- _EXERCISE_: Make an exact copy of all the material below, apart from the pictures.

- _DATA SHOWN_:
# # # # #

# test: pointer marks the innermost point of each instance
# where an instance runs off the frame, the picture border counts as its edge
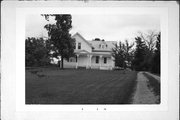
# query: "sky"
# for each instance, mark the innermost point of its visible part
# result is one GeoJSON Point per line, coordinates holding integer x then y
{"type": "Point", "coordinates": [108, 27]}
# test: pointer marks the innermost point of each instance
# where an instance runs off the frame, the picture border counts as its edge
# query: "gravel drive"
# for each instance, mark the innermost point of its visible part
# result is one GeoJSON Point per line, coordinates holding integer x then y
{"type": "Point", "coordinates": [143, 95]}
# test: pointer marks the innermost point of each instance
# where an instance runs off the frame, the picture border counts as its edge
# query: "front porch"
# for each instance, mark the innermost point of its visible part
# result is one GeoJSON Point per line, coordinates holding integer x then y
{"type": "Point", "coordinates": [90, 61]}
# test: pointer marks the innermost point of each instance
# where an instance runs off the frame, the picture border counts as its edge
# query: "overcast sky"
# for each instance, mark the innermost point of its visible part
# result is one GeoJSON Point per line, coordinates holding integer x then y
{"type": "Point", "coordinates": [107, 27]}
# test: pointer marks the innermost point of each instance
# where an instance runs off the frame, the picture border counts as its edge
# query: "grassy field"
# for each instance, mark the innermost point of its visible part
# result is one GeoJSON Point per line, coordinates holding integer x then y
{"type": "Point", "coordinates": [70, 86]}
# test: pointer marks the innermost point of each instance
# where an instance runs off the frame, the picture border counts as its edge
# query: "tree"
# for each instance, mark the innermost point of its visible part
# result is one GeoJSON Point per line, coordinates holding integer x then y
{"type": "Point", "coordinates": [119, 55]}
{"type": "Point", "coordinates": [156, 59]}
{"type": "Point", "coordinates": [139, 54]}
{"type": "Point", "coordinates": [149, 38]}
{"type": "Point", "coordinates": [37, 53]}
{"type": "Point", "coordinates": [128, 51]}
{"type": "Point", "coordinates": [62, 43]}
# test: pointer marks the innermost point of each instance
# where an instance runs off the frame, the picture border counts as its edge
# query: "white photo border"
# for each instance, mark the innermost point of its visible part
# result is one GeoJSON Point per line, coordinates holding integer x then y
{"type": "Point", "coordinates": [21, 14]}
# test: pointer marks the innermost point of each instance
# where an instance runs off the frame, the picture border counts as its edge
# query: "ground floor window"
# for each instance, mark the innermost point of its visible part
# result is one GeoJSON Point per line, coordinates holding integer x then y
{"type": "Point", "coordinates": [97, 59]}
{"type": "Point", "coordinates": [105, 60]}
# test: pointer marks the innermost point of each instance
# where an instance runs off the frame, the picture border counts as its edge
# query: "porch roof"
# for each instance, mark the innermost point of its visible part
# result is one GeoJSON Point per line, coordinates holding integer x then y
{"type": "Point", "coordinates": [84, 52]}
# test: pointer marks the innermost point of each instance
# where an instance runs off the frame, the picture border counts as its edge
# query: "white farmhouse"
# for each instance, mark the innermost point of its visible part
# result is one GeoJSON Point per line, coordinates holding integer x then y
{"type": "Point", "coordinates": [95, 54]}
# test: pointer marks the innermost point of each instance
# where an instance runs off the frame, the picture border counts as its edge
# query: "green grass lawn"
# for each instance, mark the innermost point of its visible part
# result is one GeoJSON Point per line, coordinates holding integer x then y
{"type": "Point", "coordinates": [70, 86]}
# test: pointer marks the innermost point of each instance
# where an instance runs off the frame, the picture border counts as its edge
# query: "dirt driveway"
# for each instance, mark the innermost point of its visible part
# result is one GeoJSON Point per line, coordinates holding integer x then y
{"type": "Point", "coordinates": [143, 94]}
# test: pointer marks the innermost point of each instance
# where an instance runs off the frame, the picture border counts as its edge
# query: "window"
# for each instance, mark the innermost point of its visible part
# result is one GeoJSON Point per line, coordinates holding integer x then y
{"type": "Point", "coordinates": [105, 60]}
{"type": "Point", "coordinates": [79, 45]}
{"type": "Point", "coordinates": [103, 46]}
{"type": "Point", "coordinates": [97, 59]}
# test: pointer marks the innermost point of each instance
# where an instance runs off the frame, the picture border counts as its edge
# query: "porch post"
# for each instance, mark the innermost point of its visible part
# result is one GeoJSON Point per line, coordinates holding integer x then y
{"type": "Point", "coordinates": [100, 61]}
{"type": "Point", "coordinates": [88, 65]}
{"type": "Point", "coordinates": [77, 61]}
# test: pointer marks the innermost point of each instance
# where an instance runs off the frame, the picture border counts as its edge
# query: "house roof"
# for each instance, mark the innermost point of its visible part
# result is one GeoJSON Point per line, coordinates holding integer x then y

# # # # #

- _THE ANSWER_:
# test: pointer marks the innermost point of each instance
# where an instance runs off the frame, the picture border counts as its edge
# query: "sky"
# for each instance, mark the innermost point of its visible part
# result is one GeoJSON Point per line, coordinates holding integer x then y
{"type": "Point", "coordinates": [108, 27]}
# test: pointer marks the innermost point of each instance
# where an instance runs off the frame, the picture border counts as its edge
# query: "gravel drive"
# for each instance, mark the innermost point of its visible part
# result is one GeoJSON Point per line, coordinates holding integer x then y
{"type": "Point", "coordinates": [143, 95]}
# test: pointer marks the innermost point of each instance
# where an instance runs off the frame, the picture border counts as its edge
# query: "front porch"
# for each instance, mark the innermost point of its visible part
# result is one GeoJSON Point per line, coordinates holding integer x then y
{"type": "Point", "coordinates": [90, 61]}
# test: pointer marks the innermost point of each instance
# where an instance runs off the frame, the picture border counts as its edge
# query: "overcast sky"
# for each instance, mark the innermost point of its visible part
# result is one GeoJSON Point per line, coordinates holding integer x then y
{"type": "Point", "coordinates": [107, 27]}
# test: pointer marks the innermost point of each instance
# where an instance runs off the frame, the picture border counts as its edge
# query: "grassy field"
# for each instance, mark the innermost point of its visible part
# result is one GeoJSON Point per line, coordinates holding integer x then y
{"type": "Point", "coordinates": [70, 86]}
# test: pointer marks the innermost point of each instance
# where an instance runs off the frame, the picture border counts as its edge
# query: "tree"
# for each instance, mark the innermost point of its visible part
# result is one GeoJSON Point per line, coordinates holding integer x then y
{"type": "Point", "coordinates": [119, 55]}
{"type": "Point", "coordinates": [156, 59]}
{"type": "Point", "coordinates": [139, 54]}
{"type": "Point", "coordinates": [149, 38]}
{"type": "Point", "coordinates": [37, 53]}
{"type": "Point", "coordinates": [128, 51]}
{"type": "Point", "coordinates": [62, 43]}
# test: pointer marks the innermost point of each instance
# where an instance runs off the frame, the picture border counts as its edge
# query: "white photo border"
# for each instance, mark the innermost point of its visible part
# result is one GeoJSON Point per line, coordinates holding integer x then y
{"type": "Point", "coordinates": [21, 14]}
# test: pointer marks the innermost point of each instance
# where an instance runs off the frame, the picture border counts as its edge
# query: "ground floor window"
# for each instance, mark the innermost point of its visible part
# result is one GeoJSON Point per line, coordinates holding integer x then y
{"type": "Point", "coordinates": [97, 59]}
{"type": "Point", "coordinates": [105, 60]}
# test: pointer marks the innermost point of each instance
# where an instance runs off the frame, the picture border counts as its edge
# query: "porch roof"
# for each instance, mark the innermost point of its visible part
# result is one GeoJSON Point per line, coordinates holding integer x then y
{"type": "Point", "coordinates": [84, 52]}
# test: pointer marks the innermost point of each instance
# where an instance runs off the frame, the picture border counts as its edge
# query: "white farmhouse"
# for each instance, mark the innermost point of its visible part
# result is one GeoJSON Point per line, coordinates holding integer x then y
{"type": "Point", "coordinates": [95, 54]}
# test: pointer marks the innermost point of each instance
# where an instance runs off the frame, the picture border counts as its edge
# query: "green grass lawn"
# for each instance, mark the innermost point of its visible part
# result is one GeoJSON Point per line, coordinates holding integer x then y
{"type": "Point", "coordinates": [70, 86]}
# test: pointer marks the innermost point of each instance
# where an instance runs off the frame, the picture border counts as its edge
# query: "dirt driveway"
# for each instance, mark the innermost point of its visible part
# result is one GeoJSON Point per line, coordinates holding integer x then y
{"type": "Point", "coordinates": [143, 94]}
# test: pointer marks the innermost point of each instance
# where an instance runs off the frame, the picture border counts as its edge
# query: "window"
# for each instance, mark the innermost point of its visible part
# result is one GeoJSON Point per line, coordinates holding integer x then y
{"type": "Point", "coordinates": [105, 60]}
{"type": "Point", "coordinates": [79, 45]}
{"type": "Point", "coordinates": [103, 46]}
{"type": "Point", "coordinates": [97, 59]}
# test: pointer marks the innermost point of each instance
# where an instance runs off the frame, the picture border counts as its edge
# query: "porch post"
# for each instance, mark the innermost point of its visible part
# result is one GeoJSON Point per line, coordinates holding integer x then y
{"type": "Point", "coordinates": [100, 61]}
{"type": "Point", "coordinates": [88, 65]}
{"type": "Point", "coordinates": [77, 61]}
# test: pointer marks the innermost point of each instance
# where an instance runs off the frame, the picture border counts as its edge
# query: "house roof"
# for each instance, mark the innermost point of its visible part
# result is one GeoJSON Point per line, coordinates holding integer x then y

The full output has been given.